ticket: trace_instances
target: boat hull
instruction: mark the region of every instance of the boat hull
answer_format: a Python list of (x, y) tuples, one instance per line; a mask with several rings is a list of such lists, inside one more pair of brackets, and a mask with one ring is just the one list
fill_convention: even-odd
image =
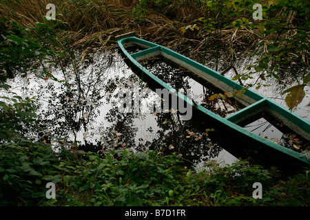
[[(177, 92), (176, 89), (145, 68), (138, 61), (152, 56), (162, 55), (170, 61), (185, 67), (203, 79), (212, 83), (224, 92), (234, 92), (235, 91), (244, 89), (242, 85), (194, 60), (157, 44), (132, 36), (119, 39), (118, 43), (124, 55), (128, 58), (129, 61), (134, 68), (142, 73), (143, 77), (154, 81), (158, 87), (167, 89), (171, 94), (176, 95), (181, 100), (192, 105), (197, 114), (206, 117), (208, 122), (227, 131), (229, 136), (239, 137), (238, 142), (240, 141), (240, 143), (242, 143), (242, 145), (245, 145), (243, 146), (244, 147), (259, 149), (260, 152), (265, 153), (265, 155), (270, 156), (269, 157), (270, 160), (280, 161), (289, 166), (298, 164), (310, 166), (307, 155), (278, 145), (237, 124), (256, 114), (265, 111), (309, 141), (310, 124), (308, 121), (250, 89), (246, 89), (240, 97), (236, 96), (235, 98), (246, 107), (228, 117), (222, 118), (204, 107), (194, 103), (183, 94)], [(130, 54), (126, 50), (125, 46), (131, 45), (140, 45), (145, 47), (145, 50)], [(225, 131), (226, 133), (228, 133)], [(240, 146), (240, 144), (238, 144), (237, 146)]]

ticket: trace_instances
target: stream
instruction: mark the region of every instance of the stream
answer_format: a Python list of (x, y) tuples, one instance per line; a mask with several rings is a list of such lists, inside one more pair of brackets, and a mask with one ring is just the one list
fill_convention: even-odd
[[(225, 131), (214, 129), (207, 122), (183, 120), (174, 111), (141, 111), (148, 100), (156, 98), (157, 94), (128, 67), (118, 50), (96, 50), (88, 55), (77, 52), (76, 57), (77, 63), (83, 59), (76, 67), (69, 63), (64, 69), (52, 65), (45, 69), (56, 80), (39, 78), (34, 74), (8, 80), (12, 87), (10, 89), (17, 95), (36, 97), (37, 113), (41, 119), (39, 125), (44, 128), (41, 135), (65, 138), (67, 142), (76, 142), (79, 150), (99, 153), (125, 148), (134, 151), (174, 152), (196, 167), (211, 160), (221, 164), (231, 164), (238, 160), (238, 155), (227, 150), (238, 143), (231, 140), (227, 144), (223, 140)], [(180, 69), (161, 62), (151, 62), (149, 67), (160, 69), (156, 74), (172, 87), (191, 88), (193, 99), (203, 104), (203, 96), (207, 92), (205, 85), (186, 74), (172, 77), (176, 76), (176, 69)], [(245, 66), (254, 60), (248, 58), (239, 61), (236, 65), (238, 72), (246, 71)], [(231, 69), (225, 76), (233, 78), (234, 74)], [(264, 82), (269, 87), (261, 87), (257, 91), (287, 107), (281, 93), (293, 85), (293, 82), (287, 79), (279, 83), (276, 79), (269, 78)], [(143, 94), (141, 90), (147, 92)], [(139, 111), (121, 111), (123, 91), (131, 92), (140, 100)], [(310, 87), (306, 87), (304, 91), (303, 101), (293, 111), (310, 120), (310, 108), (307, 107), (310, 102)], [(219, 114), (229, 113), (238, 108), (229, 106), (227, 109), (220, 105), (213, 107)], [(253, 123), (247, 129), (253, 130), (255, 127), (256, 132), (269, 139), (282, 138), (282, 134), (263, 119)], [(32, 135), (31, 131), (29, 135)], [(48, 137), (47, 140), (57, 147), (59, 142), (55, 138)]]

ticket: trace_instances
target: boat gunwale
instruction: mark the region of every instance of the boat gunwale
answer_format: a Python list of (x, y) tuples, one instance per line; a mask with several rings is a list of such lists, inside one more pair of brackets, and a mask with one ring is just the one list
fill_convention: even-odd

------------------------------

▶ TASK REQUIREMENTS
Your task is to return the entries above exactly, with no pictures.

▶ EXERCISE ANSWER
ticket: trace_instances
target: boat hull
instruction: mark the region of every instance of the boat hull
answer_format: a Python list of (x, y) tuples, one instance per line; a mask with several rings is a list of such lists, inside one more pair of brackets, and a mask with one ring is just the one list
fill_convention: even-odd
image =
[[(177, 92), (176, 89), (145, 68), (138, 61), (152, 56), (162, 55), (170, 61), (185, 67), (203, 79), (212, 83), (224, 92), (234, 92), (235, 91), (244, 89), (242, 85), (194, 60), (157, 44), (132, 36), (119, 39), (118, 43), (124, 55), (128, 58), (129, 61), (134, 68), (142, 73), (143, 77), (154, 81), (158, 87), (167, 89), (171, 94), (176, 95), (181, 100), (192, 105), (197, 114), (206, 117), (208, 122), (227, 131), (229, 136), (239, 137), (238, 142), (240, 141), (240, 143), (242, 143), (242, 145), (245, 145), (243, 146), (244, 147), (259, 149), (260, 152), (265, 153), (265, 155), (270, 156), (269, 157), (270, 160), (280, 161), (289, 166), (298, 164), (310, 166), (307, 155), (278, 145), (237, 124), (256, 114), (265, 111), (309, 141), (310, 124), (308, 121), (250, 89), (246, 89), (240, 97), (236, 96), (235, 98), (246, 107), (228, 117), (222, 118), (204, 107), (194, 103), (183, 94)], [(130, 54), (126, 50), (125, 46), (131, 45), (140, 45), (145, 47), (145, 50)], [(225, 131), (226, 133), (228, 133)], [(240, 146), (240, 144), (238, 144), (237, 146)]]

ticket: trace_instances
target: stream
instruction: mark the region of every instance of the stream
answer_format: a Python list of (x, y) tuples, one instance per line; a mask with several rings is a list of such lists, inside one more pair of brackets, and a mask with one ring is just the one list
fill_convention: even-odd
[[(225, 131), (214, 129), (207, 122), (183, 120), (174, 111), (141, 111), (148, 100), (156, 98), (157, 94), (128, 67), (118, 50), (96, 50), (88, 55), (77, 52), (76, 57), (77, 63), (83, 59), (76, 67), (69, 63), (64, 69), (52, 65), (45, 69), (56, 80), (39, 78), (34, 74), (8, 80), (12, 87), (10, 89), (17, 95), (36, 97), (37, 113), (41, 119), (39, 125), (44, 128), (41, 135), (65, 138), (67, 142), (76, 142), (79, 150), (99, 153), (125, 148), (134, 151), (174, 152), (196, 167), (211, 160), (221, 164), (231, 164), (238, 160), (238, 155), (227, 150), (238, 143), (231, 140), (227, 144), (223, 140)], [(180, 69), (161, 62), (151, 62), (149, 67), (160, 69), (156, 74), (172, 87), (191, 88), (193, 99), (203, 104), (203, 96), (207, 92), (205, 85), (186, 74), (172, 77), (176, 76), (176, 69)], [(245, 66), (254, 60), (248, 58), (239, 61), (236, 65), (238, 72), (246, 71)], [(231, 69), (225, 76), (233, 78), (234, 74)], [(264, 82), (269, 87), (261, 87), (257, 91), (287, 107), (281, 93), (293, 85), (293, 82), (287, 79), (279, 83), (276, 79), (269, 78)], [(143, 94), (141, 90), (147, 92)], [(139, 111), (121, 111), (123, 91), (131, 92), (140, 100)], [(310, 87), (306, 87), (304, 91), (303, 101), (293, 111), (310, 120), (310, 108), (307, 107), (310, 102)], [(219, 114), (229, 113), (238, 108), (229, 106), (227, 109), (220, 105), (213, 107)], [(253, 123), (247, 129), (253, 130), (255, 127), (256, 132), (269, 139), (282, 138), (282, 134), (263, 119)], [(32, 135), (31, 131), (29, 135)], [(48, 137), (47, 140), (57, 147), (59, 142), (55, 138)]]

ticket: trace_instances
target: boat gunwale
instruction: mark the region of every instance of the boat gunwale
answer_format: a Python list of (x, y) tuples, one instance per line; a mask with several rings is a list of such lists, inside one more pair of brackets, and a mask with one ring is just the one list
fill_convention: even-odd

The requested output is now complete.